PROVIDED PASSAGE ▸
#####

Preliminary Settlement Approved in Misleading Coconut Water Suit

Ma, et al. v. Harmless Harvest, Inc., No. 2:16-cv-07102 (E.D.N.Y.): The Court preliminary approved a settlement in this putative class action alleging that Defendant labeled its coconut water as “100% organic” and “USDA Organic” and “100% raw” even though it knew its products were not solely made from organic coconuts and were not “raw.”

As part of the settlement, Defendant represented that it had removed all “raw” and “100% Organic” labels from products imported into the United States, although Defendant will continue to label its coconut water as “USDA Organic.” In addition, Defendant agreed to pay an independent consultant to review for a period of two years the labeling on Defendant’s coconut water products to ensure the labels are accurate. Defendant will also pay a settlement administrator up to $350,000 to notify class members of the settlement. And Defendant agreed to pay up to $575,000 to Plaintiffs’ counsel for their attorneys’ fees and costs and up to $20,000 total to the named plaintiffs as an incentive award.

Court Allows Late July Snacks Claims to Proceed

Swearingen v. Late July Snacks, LLC, No. 3:13-cv-04324 (N.D. Cal.): The Court issued an order granting in part and denying in part Defendant’s motion to dismiss this putative ECJ class action, which alleges violations of California’s CLRA, FAL, and UCL, and a claim for unjust enrichment. Plaintiff alleges that Defendant has misleadingly used the term “evaporated cane juice” on the label of various products, including its Late July’s Classic Saltines Crackers, Classic Rich Crackers, Sea Salt By The Seashore Multigrain Snack Chips, and other varieties of crackers and snack chips. In partially granting the motion, the court held that a reasonable consumer would be deceived by Defendant’s use of the term ECJ on its labeling, its UCL, CLRA, and FAL claims were not preempted by federal law, and further held that Plaintiff satisfied its heightened pleading standard under Rule 9(b). With respect to Plaintiff’s unjust enrichment claim, the court held that because Plaintiff adequately pled reliance on Defendant‘s misrepresentation, it could also state a claim for unjust enrichment. The court dismissed Plaintiff’s nationwide class allegations with leave to amend because it failed to allege that putative class members purchased products outside of California. Finally, the court also dismissed Plaintiff’s request for injunctive relief as it failed to allege that it planned to purchase Defendant’s products in the future.

#####

DATA EXCERPTS ▸
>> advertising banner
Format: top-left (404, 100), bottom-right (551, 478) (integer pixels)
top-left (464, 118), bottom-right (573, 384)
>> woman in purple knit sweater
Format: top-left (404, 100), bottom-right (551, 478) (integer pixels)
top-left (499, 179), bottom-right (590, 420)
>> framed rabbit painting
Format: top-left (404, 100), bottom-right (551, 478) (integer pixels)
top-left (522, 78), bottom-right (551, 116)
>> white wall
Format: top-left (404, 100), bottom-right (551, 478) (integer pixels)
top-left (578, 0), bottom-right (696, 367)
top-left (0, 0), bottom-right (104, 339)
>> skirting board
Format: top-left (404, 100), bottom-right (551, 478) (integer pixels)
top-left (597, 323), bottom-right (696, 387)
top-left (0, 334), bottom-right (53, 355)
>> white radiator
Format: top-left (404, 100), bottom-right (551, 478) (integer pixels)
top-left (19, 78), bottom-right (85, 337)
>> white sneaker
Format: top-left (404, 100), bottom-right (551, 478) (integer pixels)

#####

WHAT YOU ARE ASKED TO DO ▸
Can you continue the roundup of food-labeling lawsuits, starting after its last sentence?

RESPONSE TO THIS EXERCISE ▸
Court Dismisses ECJ Claims

Swearingen, et al. v. Healthy Beverage, LLC, et al., No. 3:13-cv-04385 (N.D. Cal.): The Court issued an order dismissing this ECJ action, which challenged Defendant’s use of the term “evaporated cane juice” on the ingredient lists for its Steaz Iced Green Tea and Steaz Organic Energy Drinks. The order dismissed with prejudice Plaintiffs’ UCL, FAL, and CLRA claims, which failed to plead reliance, and dismissed its unjust enrichment claim because it was inadequately plead.

New Filings – May 25, 2017

Brumfield, et al. v. Trader Joe’s Company, No. 1:17-cv-03239 (S.D.N.Y.): Putative class action for violation of the Magnuson-Moss Warranty Act, the deceptive acts or practices and false advertising provisions of the GBL, California’s CLRA, FAL, and UCL, and raising claims for breach of express and implied warranties, unjust enrichment, negligent misrepresentation, and fraud. Plaintiffs allege that Defendant falsely markets and sells its Trader Joe’s Black Truffle Flavored Extra Virgin Olive Oil as being flavored by actual black truffles, when it is flavored by an industrially-produced, chemically-derived perfume known as 2,4-dithiapentane.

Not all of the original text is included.